[Point annotation dataset records]
---*---

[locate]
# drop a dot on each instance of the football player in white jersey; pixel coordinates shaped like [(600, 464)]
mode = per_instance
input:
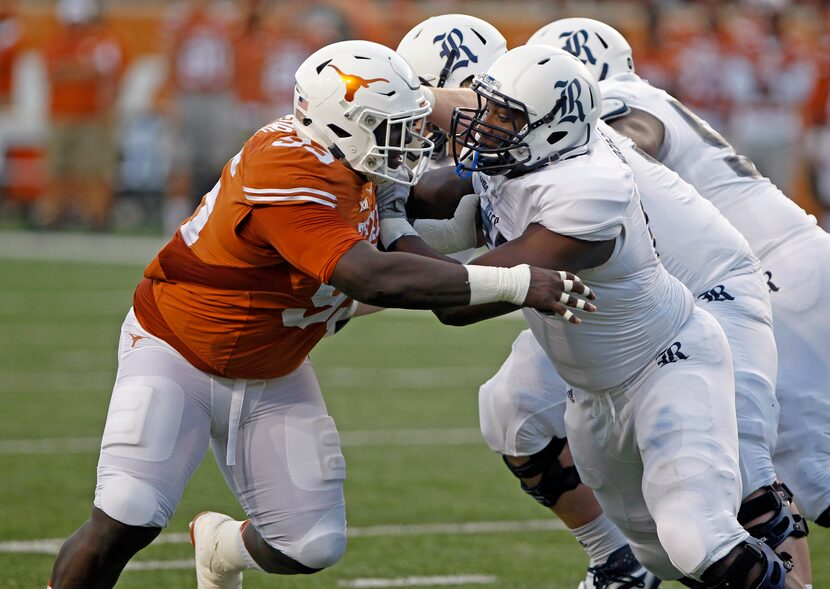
[(522, 406), (651, 421), (787, 241), (448, 51)]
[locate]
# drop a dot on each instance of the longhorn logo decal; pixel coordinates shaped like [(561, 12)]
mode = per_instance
[(354, 83)]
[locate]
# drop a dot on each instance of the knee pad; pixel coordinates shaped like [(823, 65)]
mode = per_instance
[(323, 551), (783, 523), (556, 479), (130, 501), (321, 546), (750, 552)]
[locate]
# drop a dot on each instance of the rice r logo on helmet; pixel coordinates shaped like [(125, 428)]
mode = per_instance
[(576, 43), (569, 105), (452, 48), (354, 83)]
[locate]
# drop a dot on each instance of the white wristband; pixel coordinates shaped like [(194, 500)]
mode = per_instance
[(392, 229), (489, 284)]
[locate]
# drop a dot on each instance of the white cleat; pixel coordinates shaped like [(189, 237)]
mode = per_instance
[(211, 569)]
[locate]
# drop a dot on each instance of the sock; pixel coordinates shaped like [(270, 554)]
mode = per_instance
[(232, 555), (599, 538), (250, 563)]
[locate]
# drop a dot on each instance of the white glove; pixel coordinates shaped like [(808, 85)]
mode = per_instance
[(449, 236)]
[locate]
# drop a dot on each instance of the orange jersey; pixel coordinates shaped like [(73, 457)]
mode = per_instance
[(242, 288)]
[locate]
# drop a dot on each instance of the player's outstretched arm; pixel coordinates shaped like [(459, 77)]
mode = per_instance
[(541, 249), (437, 194), (644, 129), (409, 281)]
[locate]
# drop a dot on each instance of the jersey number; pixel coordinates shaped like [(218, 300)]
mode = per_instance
[(330, 315), (741, 165)]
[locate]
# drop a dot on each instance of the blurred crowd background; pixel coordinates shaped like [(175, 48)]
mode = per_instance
[(119, 114)]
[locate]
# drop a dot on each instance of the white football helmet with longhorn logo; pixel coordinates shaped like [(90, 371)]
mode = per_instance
[(363, 102)]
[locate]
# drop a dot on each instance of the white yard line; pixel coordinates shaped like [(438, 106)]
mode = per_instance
[(78, 247), (348, 439), (50, 546), (442, 581)]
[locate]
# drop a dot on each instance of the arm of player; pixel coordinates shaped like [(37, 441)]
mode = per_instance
[(540, 248), (437, 193), (644, 129), (394, 279)]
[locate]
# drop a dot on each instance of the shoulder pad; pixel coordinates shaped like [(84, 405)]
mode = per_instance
[(613, 108)]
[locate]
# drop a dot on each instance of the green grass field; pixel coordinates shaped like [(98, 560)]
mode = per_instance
[(402, 388)]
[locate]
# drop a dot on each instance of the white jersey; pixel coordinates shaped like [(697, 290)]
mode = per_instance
[(753, 204), (694, 241), (592, 196)]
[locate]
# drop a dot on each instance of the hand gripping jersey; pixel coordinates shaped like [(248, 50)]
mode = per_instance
[(592, 196), (695, 243), (241, 290), (753, 204)]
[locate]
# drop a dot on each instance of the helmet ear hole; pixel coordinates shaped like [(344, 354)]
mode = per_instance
[(556, 136), (339, 131)]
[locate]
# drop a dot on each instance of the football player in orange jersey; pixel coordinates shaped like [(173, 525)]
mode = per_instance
[(215, 348)]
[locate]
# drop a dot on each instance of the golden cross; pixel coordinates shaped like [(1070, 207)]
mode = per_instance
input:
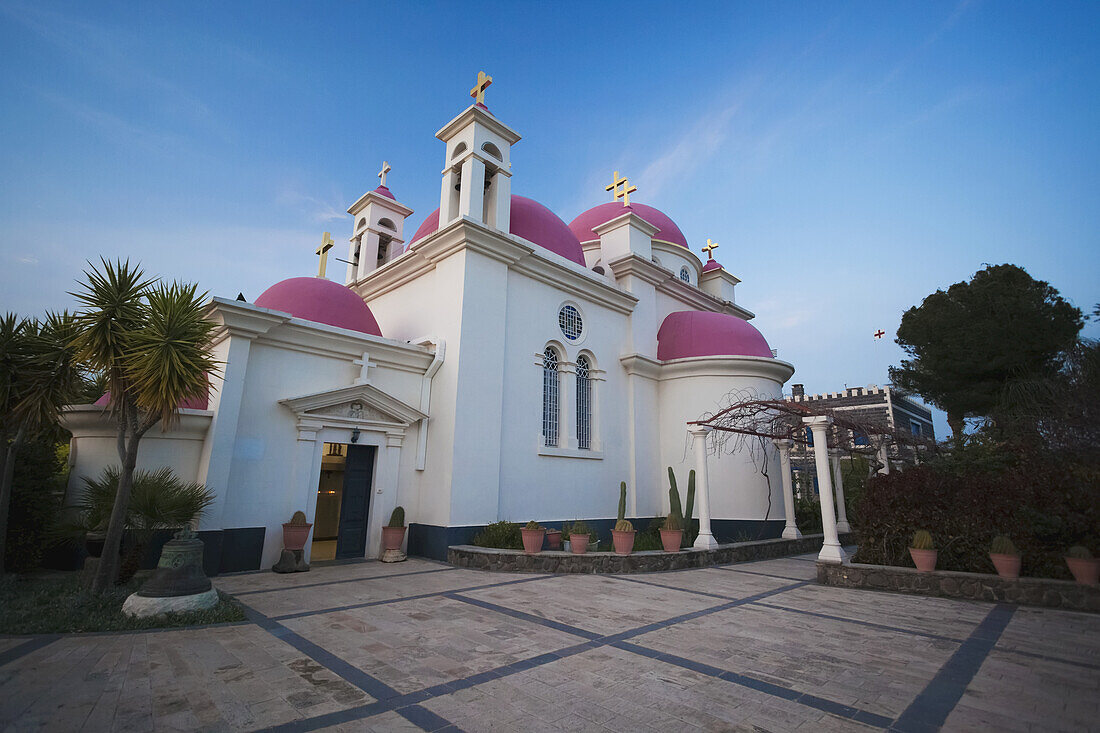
[(622, 188), (323, 251), (711, 247), (479, 91)]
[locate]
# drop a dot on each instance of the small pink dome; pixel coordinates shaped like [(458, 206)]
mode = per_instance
[(701, 334), (667, 229), (320, 301), (530, 220)]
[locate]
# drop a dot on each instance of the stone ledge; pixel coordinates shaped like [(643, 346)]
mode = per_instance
[(486, 558), (970, 586)]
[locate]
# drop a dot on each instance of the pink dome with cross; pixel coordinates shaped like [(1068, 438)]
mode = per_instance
[(667, 229), (701, 334), (530, 220), (322, 302)]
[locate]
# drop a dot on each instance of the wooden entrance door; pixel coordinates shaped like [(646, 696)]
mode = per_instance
[(359, 469)]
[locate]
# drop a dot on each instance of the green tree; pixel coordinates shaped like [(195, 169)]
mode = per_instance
[(39, 375), (965, 345), (151, 342)]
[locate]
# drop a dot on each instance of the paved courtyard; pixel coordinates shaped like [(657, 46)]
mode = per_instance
[(422, 646)]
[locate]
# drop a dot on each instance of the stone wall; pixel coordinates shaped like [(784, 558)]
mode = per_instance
[(970, 586), (485, 558)]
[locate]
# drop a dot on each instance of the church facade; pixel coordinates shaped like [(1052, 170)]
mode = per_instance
[(497, 363)]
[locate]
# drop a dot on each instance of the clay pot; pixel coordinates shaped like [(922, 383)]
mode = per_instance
[(671, 539), (392, 537), (295, 535), (1008, 566), (623, 540), (925, 560), (1086, 570), (532, 539)]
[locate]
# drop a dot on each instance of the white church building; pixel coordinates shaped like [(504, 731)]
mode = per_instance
[(495, 364)]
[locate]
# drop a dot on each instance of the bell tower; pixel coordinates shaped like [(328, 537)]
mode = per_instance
[(477, 171)]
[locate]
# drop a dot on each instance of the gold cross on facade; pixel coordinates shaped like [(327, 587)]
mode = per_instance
[(323, 252), (622, 188), (479, 91), (711, 247)]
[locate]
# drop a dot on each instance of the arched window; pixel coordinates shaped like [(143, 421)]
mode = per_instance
[(550, 390), (583, 403)]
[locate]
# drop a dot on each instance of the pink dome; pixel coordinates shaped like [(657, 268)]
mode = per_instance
[(530, 220), (700, 334), (322, 302), (667, 229)]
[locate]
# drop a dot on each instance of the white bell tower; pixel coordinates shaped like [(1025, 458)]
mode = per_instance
[(477, 174), (378, 228)]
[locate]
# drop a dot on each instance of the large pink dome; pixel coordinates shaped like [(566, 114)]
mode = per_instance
[(530, 220), (322, 302), (701, 334), (667, 229)]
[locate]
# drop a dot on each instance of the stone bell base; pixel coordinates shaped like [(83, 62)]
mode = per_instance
[(142, 606)]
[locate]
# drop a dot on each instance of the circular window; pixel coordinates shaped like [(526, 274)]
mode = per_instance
[(569, 320)]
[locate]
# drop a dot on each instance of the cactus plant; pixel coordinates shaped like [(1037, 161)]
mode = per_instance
[(922, 540), (397, 518)]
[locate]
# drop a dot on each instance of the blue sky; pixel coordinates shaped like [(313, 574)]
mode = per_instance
[(848, 157)]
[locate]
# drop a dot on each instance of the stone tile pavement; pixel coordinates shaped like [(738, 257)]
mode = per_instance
[(421, 646)]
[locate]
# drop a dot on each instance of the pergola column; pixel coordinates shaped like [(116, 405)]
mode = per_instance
[(831, 548), (790, 529), (705, 538), (842, 511)]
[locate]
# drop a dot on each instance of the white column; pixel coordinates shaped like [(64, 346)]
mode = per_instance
[(790, 529), (705, 539), (831, 548), (842, 512)]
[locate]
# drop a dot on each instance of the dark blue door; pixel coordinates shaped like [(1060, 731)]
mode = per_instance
[(351, 539)]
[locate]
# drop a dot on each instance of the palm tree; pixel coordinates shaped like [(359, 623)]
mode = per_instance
[(39, 375), (151, 342)]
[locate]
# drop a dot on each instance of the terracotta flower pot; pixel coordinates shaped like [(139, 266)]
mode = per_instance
[(1008, 566), (624, 540), (1086, 570), (532, 539), (925, 560), (671, 539), (295, 535), (392, 537)]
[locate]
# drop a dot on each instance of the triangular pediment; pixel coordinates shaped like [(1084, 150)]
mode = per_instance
[(355, 404)]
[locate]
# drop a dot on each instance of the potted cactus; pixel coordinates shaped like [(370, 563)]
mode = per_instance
[(922, 551), (1085, 567), (532, 537), (296, 532), (393, 534), (1004, 556), (624, 533)]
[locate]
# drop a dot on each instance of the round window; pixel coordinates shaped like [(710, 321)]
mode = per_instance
[(569, 319)]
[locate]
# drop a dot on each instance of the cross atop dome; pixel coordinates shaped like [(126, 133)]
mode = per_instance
[(622, 188), (479, 91)]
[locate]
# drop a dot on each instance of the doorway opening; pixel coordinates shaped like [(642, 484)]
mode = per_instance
[(343, 494)]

---*---

[PROBLEM REQUIREMENTS]
Please format the records from the start of the records through the line containing "546), (750, 552)]" as a two-column CSV with the header names request and answer, one row per record, each value in a single quoted field with line breaks replaced by spaces. Leave the pictures out of the output.

[SOLUTION BELOW]
request,answer
"[locate] # drop a dot on each instance of the football player in white jersey; pixel coordinates shaped like [(600, 464)] mode = per_instance input:","[(522, 406), (651, 421), (787, 241), (448, 51)]"
"[locate] # drop a dot on each instance of the longhorn logo decal; pixel coordinates shaped like [(561, 12)] mode = per_instance","[(354, 83)]"
"[locate] # drop a dot on each instance of the knee pad; pixel coordinates shaped like [(823, 65)] mode = per_instance","[(323, 551), (783, 523), (556, 479), (130, 501), (321, 546), (750, 552)]"